------ Exercise passage ------

Diplomacy And Force
Newsweek
January 23, 2006
The man in the middle of the escalating tensions between Iran, Europe and the United States is Mohamed ElBaradei, director-general of the United Nations' International Atomic Energy Agency. ElBaradei and the IAEA, recipients of last year's Nobel Peace Prize, are charged with verifying Iran's compliance—or lack thereof—with international safeguards against nuclear-weapons proliferation. In his first interview since Iran broke the seals on nuclear research equipment last week, ElBaradei spoke bluntly at his Vienna headquarters with NEWSWEEK's Christopher Dickey about his frustrations with Tehran, and his ideas on how to avoid further escalation.
DICKEY: You've said you're running out of patience with Iran. What does that mean?
ELBARADEI: For the last three years we have been doing intensive verification in Iran, and even after three years I am not yet in a position to make a judgment on the peaceful nature of the [nuclear] program. We still need to assure ourselves through access to documents, individuals [and] locations that we have seen all that we ought to see and that there is nothing fishy, if you like, about the program.
Q: At one site called Lavizan, facilities were bulldozed by Iran before you could look at them, and you weren't allowed to run tests in the area.
We clearly need to take environmental samplings from some of the equipment that used to be in Lavizan. We need to interview some of the people who have been engaged in Lavizan. We have [also] gotten some information about some modification of their missiles that could have some relationship to the nuclear program. So, we need to clarify all these things. It is very specific. They know what we want to do, and they just have to go and do it. I'm making it very clear right now that I cannot extend the deadline, which is ... March 6.
Q: With all due respect, the Iranians don't seem to care what you think.
Well, they might not seem to care. But if I say that I am not able to confirm the peaceful nature of that program after three years of intensive work, well, that's a conclusion that's going to reverberate, I think, around the world.
Q: Do you have any indication that there is some other completely separate Iranian nuclear-weapons program?
No, we don't. But I won't exclude that possibility.
Q: But there's another problem. Even if the declared nuclear research is all that Iran has going, there's nothing in the Non-Proliferation Treaty itself to prevent them from enriching uranium—which they say is their right. They could get to the point of producing their own nuclear fuel, or bomb material, then tell you, "We're pulling out of the treaty."
Sure. And if they have the nuclear material and they have a parallel weaponization program along the way, they are really not very far—a few months—from a weapon. We need to revisit the treaty, because that margin of security is unacceptable. But specifically on Iran, the board is saying, "You have a right under the treaty to enrich uranium, but because of the lack of confidence in your program and because the IAEA has not yet given you a clean bill of health, you should not exercise that right. In a way, you have to go through a probation period, to build confidence again, before you can exercise your full rights."

------

Instructions:
A. In the ElBaradei interview, what date does he give as the deadline he cannot extend?
B. Continue the ElBaradei interview, starting after its final answer.
The records have nothing to do with the ElBaradei interview.

------ Data section ------

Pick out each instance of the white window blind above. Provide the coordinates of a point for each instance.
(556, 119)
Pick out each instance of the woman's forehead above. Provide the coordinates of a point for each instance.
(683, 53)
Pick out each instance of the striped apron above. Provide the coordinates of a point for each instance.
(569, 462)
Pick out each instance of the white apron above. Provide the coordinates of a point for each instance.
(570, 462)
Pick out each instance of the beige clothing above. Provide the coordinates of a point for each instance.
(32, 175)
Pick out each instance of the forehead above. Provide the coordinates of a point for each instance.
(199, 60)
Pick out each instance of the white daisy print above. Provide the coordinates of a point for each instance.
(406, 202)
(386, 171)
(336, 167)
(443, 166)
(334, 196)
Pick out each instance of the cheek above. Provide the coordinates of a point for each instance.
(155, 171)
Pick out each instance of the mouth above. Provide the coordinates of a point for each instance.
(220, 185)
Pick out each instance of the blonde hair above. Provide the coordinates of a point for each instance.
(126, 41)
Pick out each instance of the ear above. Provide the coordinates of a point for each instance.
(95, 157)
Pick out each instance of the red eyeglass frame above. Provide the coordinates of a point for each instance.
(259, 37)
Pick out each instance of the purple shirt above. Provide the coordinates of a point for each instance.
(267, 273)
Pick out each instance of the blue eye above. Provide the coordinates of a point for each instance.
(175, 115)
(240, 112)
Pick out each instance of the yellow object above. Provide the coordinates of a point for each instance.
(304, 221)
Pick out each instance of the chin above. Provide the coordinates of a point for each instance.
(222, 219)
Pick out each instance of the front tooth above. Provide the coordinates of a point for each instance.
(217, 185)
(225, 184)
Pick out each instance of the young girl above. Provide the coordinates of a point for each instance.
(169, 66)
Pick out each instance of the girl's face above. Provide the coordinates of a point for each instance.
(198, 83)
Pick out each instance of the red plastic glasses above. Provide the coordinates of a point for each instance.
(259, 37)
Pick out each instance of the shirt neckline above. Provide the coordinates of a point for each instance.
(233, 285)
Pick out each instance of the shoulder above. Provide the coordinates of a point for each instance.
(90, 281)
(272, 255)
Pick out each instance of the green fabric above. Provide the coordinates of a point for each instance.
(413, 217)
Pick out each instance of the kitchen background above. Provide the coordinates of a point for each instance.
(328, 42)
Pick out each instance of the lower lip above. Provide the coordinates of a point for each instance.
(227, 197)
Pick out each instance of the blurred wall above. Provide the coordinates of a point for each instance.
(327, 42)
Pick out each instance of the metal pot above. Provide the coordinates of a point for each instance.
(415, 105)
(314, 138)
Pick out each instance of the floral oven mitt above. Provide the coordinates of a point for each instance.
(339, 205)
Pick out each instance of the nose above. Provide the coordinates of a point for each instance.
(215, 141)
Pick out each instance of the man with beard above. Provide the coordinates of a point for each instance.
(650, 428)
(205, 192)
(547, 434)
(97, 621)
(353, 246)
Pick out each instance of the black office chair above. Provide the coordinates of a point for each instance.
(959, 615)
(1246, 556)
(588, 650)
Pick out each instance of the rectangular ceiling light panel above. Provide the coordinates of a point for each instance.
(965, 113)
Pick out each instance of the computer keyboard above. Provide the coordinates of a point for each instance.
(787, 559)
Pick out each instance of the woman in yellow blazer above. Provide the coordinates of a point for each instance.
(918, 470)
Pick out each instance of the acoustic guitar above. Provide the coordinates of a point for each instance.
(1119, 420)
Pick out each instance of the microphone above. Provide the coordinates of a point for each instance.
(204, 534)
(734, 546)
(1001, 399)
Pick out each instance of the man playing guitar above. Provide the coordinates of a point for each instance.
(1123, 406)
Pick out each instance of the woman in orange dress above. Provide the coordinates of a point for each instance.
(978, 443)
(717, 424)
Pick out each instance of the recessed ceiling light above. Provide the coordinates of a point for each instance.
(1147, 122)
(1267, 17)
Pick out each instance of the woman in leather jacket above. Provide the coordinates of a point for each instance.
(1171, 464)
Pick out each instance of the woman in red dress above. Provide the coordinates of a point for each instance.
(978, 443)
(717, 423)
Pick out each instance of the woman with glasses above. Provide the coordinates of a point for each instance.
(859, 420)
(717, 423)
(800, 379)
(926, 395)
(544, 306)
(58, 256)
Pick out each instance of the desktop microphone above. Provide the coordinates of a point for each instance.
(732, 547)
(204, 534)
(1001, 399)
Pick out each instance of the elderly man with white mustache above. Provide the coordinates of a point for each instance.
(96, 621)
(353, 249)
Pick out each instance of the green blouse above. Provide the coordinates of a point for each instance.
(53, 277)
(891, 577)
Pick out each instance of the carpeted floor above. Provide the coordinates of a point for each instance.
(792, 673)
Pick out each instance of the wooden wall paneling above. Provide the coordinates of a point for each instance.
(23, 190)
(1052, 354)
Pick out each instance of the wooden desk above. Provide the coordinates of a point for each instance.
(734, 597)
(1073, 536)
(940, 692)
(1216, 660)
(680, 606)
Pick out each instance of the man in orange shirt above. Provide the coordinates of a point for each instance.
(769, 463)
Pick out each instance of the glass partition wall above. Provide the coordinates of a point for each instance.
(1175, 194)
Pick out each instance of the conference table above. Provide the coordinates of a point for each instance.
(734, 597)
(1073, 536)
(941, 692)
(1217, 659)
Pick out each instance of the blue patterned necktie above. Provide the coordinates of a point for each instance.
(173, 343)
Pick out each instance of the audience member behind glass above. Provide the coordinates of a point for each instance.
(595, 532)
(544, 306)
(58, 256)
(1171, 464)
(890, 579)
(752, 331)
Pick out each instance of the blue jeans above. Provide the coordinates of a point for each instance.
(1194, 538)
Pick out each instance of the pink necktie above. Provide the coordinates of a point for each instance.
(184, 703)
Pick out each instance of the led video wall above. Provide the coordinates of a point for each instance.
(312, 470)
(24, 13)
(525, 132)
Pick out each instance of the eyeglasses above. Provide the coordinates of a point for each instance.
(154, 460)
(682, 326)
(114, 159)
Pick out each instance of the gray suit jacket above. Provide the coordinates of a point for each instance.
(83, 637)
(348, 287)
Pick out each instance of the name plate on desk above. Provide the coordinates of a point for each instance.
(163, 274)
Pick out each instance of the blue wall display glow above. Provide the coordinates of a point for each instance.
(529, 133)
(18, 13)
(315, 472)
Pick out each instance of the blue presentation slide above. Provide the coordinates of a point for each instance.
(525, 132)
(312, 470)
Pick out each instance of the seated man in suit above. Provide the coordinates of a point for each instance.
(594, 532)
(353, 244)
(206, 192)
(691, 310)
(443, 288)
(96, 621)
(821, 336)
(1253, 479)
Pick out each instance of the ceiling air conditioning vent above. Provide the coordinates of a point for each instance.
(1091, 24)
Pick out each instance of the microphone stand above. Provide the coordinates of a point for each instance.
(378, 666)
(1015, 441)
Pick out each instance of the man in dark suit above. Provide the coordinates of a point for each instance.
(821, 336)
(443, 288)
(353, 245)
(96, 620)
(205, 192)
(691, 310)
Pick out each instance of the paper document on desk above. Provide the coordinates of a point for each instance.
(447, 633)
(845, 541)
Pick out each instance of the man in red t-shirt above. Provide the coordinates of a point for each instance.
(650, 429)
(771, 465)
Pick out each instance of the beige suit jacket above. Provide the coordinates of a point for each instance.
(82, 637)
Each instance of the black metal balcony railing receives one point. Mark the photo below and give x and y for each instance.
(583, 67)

------
------ Data section ------

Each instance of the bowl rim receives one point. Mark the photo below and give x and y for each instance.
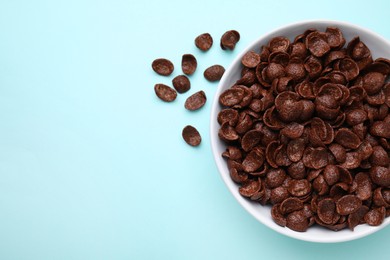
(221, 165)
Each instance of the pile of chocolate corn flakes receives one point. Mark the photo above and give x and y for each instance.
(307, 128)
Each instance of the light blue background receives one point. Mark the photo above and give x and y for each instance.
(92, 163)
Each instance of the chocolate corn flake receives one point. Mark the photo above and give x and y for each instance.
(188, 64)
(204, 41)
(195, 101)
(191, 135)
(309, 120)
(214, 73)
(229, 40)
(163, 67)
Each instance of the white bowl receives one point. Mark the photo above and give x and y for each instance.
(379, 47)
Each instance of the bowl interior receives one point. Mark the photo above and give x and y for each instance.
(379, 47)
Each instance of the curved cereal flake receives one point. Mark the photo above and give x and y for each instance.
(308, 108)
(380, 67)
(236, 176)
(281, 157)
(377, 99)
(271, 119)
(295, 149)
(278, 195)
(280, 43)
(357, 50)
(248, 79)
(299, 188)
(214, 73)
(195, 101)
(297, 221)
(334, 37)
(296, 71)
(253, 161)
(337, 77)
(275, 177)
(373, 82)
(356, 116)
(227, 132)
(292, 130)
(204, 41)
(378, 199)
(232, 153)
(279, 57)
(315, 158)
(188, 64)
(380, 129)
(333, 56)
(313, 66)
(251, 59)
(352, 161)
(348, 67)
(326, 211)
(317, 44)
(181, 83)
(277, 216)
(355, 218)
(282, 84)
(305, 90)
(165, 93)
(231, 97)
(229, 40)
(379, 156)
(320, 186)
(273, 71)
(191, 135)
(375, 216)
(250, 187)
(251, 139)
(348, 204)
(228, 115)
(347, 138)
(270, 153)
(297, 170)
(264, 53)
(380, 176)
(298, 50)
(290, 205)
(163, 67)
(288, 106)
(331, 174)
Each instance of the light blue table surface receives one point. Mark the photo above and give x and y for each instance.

------

Answers for each item:
A. March 6.

B.
Q: That was the basis of the European and Russian negotiations with Iran. But that's been declared a dead end, and tensions are escalating. There's probably going to be an emergency meeting of the IAEA board in the next couple of weeks. Washington and now Europe have called for the U.N. Security Council to take up the issue.
I'll tell you, nobody wants to go to the Security Council—if they can avoid that ... [But] even if it goes to the Security Council, it will be a graduated approach. If [the Iranians] decide to go the confrontation route, everybody will be hurt, there is no question about it. But at the end of the day, in my view, they will hurt more because there is a more united international community.
Q: Iran has been observing a protocol, which it didn't actually sign, allowing your inspectors to visit many sites on very short notice. Now Tehran is threatening to stop that.
Of course that would be another escalation. It also would backfire on Iran, because at least if we are on the ground we ... can see what's going on. We are there on the ground and we are saying we don't see a clear and present danger. If there is no inspection, people can have as wild an imagination as they want [about Iranian activities], and that will hurt Iran.
Q: You talk about "confidence building," but at least since President Mahmoud Ahmadinejad came to office last June, Iran's activities have been mostly confidence destroying.
It is very frustrating because everybody invested a lot of time and effort in building this confidence. It's a very slow process. You can have a crash overnight. I hope the Iranian authorities will understand, again, that if they lose this nascent confidence building it will become even more complicated in the future to [restore]. It is very frustrating. But if you are in a business like mine you have to be very, very patient.
Q: What if the Iranians are just buying time for their bomb building?
That's why I said we are coming to the litmus test in the next few weeks. Diplomacy is not just talking. Diplomacy has to be backed by pressure and, in extreme cases, by force. We have rules. We have to do everything possible to uphold the rules through conviction. If not, then you impose them. Of course, this has to be the last resort, but sometimes you have to do it.
Q: You're angry.
No, I'm not angry, but I'd like to make sure the process will not be abused. There's a difference. I still would like to be able to avoid escalation, but at the same time I do not want the agency to be cheated; I do not want the process to be abused. I think that is clear. I have a responsibility, and I would like to fulfill it with as good a conscience as I can.